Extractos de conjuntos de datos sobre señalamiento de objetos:
━━━━

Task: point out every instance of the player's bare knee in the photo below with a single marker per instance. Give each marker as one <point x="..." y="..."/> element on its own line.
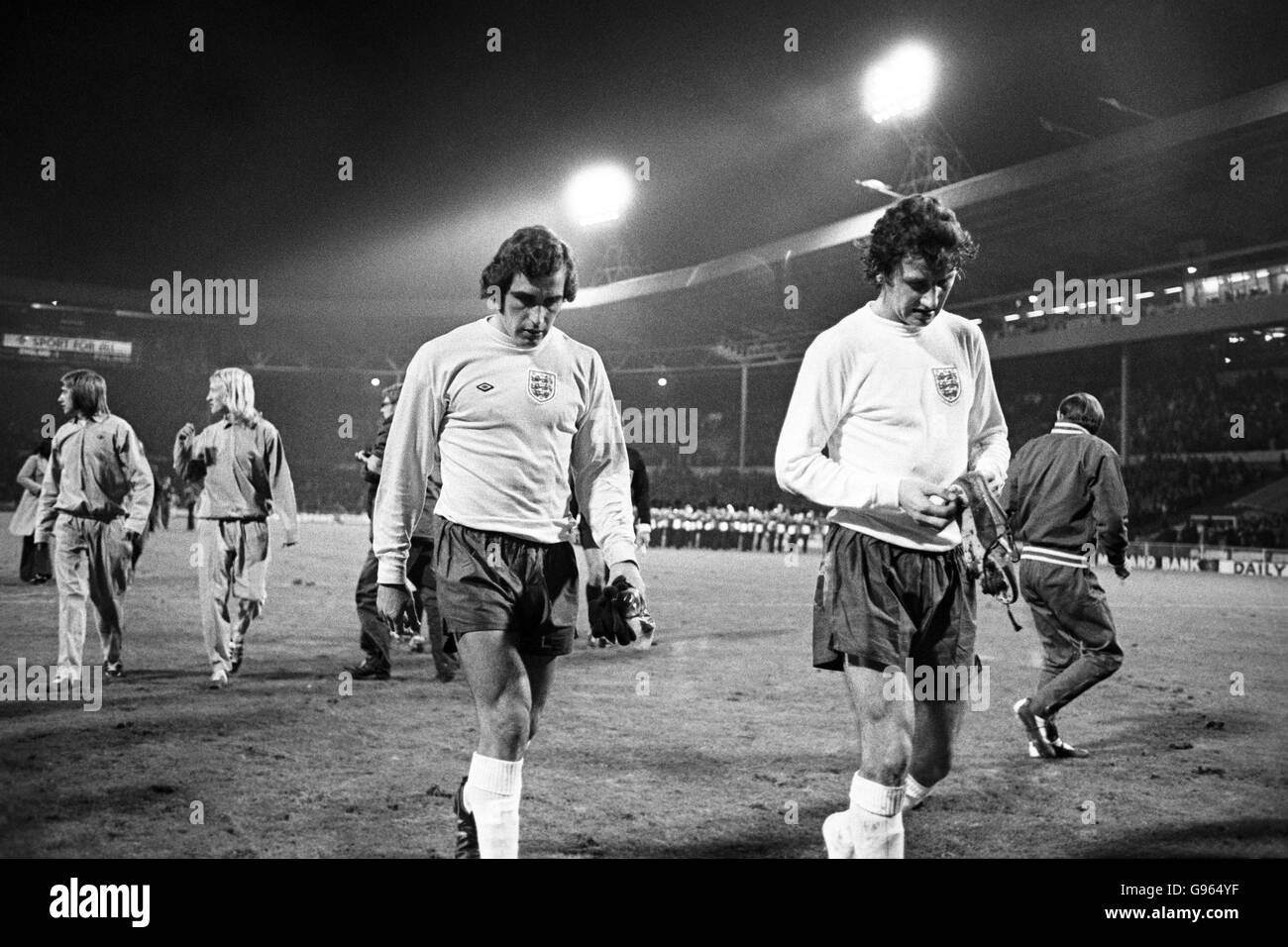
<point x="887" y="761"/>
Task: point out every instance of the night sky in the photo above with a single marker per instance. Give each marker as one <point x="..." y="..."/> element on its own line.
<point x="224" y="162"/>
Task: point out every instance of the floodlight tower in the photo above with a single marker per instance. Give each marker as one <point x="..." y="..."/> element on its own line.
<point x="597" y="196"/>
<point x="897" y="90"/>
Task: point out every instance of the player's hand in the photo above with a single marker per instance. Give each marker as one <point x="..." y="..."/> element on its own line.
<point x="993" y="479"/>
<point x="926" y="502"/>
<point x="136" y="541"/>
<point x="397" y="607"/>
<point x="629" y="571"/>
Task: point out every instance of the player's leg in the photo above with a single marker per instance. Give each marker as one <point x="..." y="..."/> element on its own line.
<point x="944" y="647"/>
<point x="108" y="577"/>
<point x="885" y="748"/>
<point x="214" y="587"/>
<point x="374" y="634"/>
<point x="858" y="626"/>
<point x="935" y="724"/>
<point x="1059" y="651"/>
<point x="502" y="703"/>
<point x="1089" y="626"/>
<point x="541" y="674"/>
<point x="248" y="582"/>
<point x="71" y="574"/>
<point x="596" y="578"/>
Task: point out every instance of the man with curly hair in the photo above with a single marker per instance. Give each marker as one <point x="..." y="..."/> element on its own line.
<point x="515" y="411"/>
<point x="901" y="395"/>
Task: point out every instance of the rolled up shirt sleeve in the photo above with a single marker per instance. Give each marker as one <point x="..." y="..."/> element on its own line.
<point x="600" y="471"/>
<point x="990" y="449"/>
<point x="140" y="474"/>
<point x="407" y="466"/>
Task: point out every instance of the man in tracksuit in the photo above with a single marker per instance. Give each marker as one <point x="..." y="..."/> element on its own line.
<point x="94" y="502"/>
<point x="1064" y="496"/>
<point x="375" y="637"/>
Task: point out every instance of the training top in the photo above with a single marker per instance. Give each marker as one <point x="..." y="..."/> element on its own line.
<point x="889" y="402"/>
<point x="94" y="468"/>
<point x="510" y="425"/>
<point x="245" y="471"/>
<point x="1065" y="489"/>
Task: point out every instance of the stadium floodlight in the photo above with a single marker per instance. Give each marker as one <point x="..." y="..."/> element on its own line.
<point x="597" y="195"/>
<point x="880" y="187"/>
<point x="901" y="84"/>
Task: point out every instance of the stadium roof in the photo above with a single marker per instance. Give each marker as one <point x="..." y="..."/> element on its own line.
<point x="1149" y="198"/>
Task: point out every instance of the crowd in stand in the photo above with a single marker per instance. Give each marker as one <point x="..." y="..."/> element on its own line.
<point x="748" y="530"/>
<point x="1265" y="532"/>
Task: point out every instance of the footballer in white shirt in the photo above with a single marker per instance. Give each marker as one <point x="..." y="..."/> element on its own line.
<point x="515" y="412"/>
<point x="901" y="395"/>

━━━━

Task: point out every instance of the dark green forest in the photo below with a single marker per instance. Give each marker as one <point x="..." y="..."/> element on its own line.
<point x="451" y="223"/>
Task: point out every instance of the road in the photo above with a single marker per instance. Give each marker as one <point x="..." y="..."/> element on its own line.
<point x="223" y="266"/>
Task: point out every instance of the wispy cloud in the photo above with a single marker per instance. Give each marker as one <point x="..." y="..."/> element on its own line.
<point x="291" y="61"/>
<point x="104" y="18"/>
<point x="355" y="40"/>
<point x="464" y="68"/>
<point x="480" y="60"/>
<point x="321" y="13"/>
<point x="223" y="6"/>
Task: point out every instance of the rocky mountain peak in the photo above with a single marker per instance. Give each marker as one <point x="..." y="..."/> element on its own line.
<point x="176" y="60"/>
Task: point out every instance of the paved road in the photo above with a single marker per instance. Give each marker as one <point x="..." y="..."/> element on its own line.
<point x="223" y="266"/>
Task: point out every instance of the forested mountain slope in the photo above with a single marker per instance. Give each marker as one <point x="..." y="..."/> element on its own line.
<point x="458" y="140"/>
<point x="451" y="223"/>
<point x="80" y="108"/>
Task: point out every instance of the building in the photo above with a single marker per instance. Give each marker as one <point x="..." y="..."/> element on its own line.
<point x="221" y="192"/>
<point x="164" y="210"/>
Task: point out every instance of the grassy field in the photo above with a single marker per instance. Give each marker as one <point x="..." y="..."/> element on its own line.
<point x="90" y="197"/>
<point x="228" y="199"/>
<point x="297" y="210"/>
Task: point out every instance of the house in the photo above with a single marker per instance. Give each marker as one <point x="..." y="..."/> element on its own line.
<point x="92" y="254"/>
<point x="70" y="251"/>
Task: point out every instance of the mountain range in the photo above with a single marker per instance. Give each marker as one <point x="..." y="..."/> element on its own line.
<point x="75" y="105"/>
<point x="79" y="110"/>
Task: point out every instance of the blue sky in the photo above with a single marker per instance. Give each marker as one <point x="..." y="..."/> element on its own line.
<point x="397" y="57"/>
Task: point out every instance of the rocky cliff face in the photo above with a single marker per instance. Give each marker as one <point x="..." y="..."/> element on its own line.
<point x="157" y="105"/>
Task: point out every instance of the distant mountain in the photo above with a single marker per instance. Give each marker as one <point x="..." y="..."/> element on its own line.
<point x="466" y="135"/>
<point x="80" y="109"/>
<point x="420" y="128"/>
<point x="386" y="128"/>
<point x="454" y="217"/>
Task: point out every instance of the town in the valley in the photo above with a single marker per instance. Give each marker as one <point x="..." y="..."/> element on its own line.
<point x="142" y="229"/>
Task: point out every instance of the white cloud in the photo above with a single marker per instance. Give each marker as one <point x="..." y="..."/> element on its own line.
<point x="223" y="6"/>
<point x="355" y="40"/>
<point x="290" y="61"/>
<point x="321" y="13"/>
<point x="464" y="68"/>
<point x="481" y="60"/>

━━━━

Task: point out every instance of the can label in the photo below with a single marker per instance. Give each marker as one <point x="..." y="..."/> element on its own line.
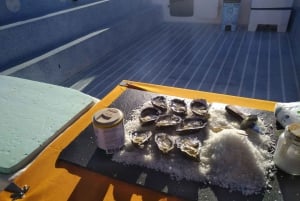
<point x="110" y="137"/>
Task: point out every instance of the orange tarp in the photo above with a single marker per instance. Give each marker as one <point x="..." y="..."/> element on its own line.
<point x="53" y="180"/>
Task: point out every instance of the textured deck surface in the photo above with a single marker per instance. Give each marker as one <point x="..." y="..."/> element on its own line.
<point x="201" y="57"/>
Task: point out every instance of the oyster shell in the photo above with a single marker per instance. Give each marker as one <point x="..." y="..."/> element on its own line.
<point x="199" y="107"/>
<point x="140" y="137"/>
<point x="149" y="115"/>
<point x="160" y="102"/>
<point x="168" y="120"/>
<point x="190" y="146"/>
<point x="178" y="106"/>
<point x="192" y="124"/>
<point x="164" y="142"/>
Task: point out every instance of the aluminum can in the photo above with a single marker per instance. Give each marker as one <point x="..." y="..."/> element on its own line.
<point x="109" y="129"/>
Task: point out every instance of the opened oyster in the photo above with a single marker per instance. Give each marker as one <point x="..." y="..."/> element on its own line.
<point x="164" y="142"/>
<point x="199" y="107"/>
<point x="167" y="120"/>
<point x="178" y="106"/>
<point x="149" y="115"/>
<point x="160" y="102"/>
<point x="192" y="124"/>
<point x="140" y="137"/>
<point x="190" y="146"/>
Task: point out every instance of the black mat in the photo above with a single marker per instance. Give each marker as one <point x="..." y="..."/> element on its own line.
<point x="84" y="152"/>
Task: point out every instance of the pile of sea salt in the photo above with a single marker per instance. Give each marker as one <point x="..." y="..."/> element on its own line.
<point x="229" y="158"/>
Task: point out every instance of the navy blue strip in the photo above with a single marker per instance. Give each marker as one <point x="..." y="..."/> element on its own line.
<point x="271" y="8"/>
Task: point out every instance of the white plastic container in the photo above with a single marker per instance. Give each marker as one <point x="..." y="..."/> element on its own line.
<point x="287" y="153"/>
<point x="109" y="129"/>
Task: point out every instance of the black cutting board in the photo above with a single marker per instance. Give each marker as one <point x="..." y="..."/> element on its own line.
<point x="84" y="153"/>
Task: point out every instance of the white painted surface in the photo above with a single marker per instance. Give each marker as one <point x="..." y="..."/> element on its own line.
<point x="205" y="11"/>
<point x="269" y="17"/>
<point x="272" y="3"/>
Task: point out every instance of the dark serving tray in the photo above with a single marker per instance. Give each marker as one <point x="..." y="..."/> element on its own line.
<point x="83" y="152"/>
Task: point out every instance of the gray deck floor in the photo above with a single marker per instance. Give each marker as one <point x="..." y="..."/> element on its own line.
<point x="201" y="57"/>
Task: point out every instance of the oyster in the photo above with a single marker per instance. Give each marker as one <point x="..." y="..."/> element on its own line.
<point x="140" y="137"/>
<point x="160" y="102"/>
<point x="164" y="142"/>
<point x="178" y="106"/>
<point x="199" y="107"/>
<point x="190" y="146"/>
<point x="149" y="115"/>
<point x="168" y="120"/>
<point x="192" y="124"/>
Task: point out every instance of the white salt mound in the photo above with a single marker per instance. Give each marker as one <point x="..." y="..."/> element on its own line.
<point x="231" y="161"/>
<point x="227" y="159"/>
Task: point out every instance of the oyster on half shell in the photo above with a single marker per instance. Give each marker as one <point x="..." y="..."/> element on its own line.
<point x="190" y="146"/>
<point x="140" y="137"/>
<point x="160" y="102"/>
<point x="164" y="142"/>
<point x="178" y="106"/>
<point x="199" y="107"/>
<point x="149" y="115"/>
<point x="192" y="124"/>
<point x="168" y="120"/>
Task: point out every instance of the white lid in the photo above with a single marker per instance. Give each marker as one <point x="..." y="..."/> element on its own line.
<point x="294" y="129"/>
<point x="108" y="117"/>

━━━━

(Descripción del problema): Reúne cada línea de las entradas que contenga la cadena "deck", distinguiendo entre mayúsculas y minúsculas.

(Respuesta):
Task: point out every instance of the textured deck surface in the photo above with a single marker per instance. Give each marker as one <point x="..." y="..."/> element on its own line.
Task: point out every instance of the gray deck floor in the photo above with a single marker per instance. Give each marker as one <point x="..." y="..."/> element on its own line.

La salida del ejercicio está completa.